PROVIDED DATA Start Marker
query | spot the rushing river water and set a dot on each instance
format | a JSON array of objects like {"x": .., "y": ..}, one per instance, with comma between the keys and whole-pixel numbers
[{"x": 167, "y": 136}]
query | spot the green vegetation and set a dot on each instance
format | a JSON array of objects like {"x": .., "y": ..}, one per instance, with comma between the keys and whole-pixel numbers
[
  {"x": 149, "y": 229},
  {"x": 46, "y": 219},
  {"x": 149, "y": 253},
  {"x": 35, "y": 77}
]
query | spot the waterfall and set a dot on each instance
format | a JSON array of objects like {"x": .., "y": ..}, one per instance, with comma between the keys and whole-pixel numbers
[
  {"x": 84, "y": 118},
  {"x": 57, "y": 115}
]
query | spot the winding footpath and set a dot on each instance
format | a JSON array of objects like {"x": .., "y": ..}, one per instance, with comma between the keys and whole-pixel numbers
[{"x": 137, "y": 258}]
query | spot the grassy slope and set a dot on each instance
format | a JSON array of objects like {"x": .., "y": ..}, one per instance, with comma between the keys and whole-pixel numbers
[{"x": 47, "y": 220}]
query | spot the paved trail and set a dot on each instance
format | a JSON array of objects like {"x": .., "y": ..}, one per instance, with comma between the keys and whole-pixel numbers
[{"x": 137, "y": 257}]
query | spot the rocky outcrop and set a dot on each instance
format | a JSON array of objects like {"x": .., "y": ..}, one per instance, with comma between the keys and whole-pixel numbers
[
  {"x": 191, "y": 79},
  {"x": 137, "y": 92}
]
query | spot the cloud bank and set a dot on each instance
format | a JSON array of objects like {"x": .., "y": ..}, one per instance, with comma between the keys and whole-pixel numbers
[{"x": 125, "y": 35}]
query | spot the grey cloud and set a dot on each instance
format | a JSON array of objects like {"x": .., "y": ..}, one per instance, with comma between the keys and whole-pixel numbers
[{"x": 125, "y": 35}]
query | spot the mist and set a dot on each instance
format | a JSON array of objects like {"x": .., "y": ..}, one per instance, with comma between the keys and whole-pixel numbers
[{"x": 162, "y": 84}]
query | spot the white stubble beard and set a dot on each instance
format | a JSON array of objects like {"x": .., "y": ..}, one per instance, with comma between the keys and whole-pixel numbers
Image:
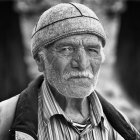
[{"x": 67, "y": 88}]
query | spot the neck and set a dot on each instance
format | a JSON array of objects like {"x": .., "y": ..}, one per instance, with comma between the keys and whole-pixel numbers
[{"x": 77, "y": 109}]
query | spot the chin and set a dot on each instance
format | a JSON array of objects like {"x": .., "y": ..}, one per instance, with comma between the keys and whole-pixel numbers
[{"x": 76, "y": 91}]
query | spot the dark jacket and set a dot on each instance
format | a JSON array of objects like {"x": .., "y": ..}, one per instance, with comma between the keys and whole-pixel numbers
[{"x": 26, "y": 115}]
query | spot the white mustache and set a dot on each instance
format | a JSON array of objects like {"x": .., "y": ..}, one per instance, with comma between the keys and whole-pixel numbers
[{"x": 86, "y": 74}]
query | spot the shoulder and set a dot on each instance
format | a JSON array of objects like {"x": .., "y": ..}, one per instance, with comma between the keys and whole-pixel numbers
[{"x": 7, "y": 111}]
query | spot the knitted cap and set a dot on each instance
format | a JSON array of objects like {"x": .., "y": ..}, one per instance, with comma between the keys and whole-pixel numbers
[{"x": 64, "y": 20}]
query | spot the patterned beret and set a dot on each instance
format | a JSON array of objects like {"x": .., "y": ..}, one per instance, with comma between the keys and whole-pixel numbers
[{"x": 64, "y": 20}]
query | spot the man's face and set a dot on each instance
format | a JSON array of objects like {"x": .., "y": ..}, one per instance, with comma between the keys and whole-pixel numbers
[{"x": 72, "y": 64}]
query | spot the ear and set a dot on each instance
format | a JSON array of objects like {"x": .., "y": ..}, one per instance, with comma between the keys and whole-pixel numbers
[{"x": 40, "y": 63}]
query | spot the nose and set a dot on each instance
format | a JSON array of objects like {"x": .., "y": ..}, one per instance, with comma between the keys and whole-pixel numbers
[{"x": 80, "y": 59}]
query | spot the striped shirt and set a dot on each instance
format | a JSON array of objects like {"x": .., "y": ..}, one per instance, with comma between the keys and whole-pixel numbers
[{"x": 53, "y": 124}]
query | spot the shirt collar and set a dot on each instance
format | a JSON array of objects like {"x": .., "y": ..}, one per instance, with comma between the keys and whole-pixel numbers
[{"x": 51, "y": 107}]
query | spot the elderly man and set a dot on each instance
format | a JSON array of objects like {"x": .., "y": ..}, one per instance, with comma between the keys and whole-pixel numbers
[{"x": 67, "y": 44}]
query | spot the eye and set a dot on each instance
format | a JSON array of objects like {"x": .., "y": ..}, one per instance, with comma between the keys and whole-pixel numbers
[{"x": 93, "y": 50}]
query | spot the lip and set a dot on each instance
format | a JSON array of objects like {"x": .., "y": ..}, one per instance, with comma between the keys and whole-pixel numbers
[{"x": 79, "y": 78}]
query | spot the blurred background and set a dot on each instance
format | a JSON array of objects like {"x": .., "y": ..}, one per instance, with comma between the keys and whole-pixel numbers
[{"x": 119, "y": 80}]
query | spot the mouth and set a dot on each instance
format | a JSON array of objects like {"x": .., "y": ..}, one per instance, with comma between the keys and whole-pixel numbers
[{"x": 79, "y": 75}]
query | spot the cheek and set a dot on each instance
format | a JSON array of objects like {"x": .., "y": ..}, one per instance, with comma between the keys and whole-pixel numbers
[
  {"x": 95, "y": 64},
  {"x": 58, "y": 63}
]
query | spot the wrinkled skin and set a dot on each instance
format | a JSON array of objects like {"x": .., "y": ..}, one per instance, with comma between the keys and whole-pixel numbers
[{"x": 71, "y": 65}]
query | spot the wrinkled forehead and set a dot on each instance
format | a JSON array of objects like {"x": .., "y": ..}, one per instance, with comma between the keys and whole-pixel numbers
[{"x": 79, "y": 40}]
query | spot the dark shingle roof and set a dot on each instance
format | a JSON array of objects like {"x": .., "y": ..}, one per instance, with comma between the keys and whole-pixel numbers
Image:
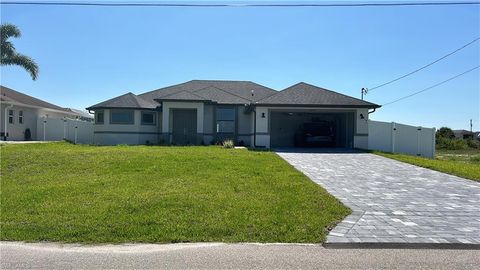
PROVIDED DATA End Marker
▶ **TASK GOAL**
What number of lines in the data above include the string "cloud"? Answer with that number only.

▶ **ANSWER BELOW**
2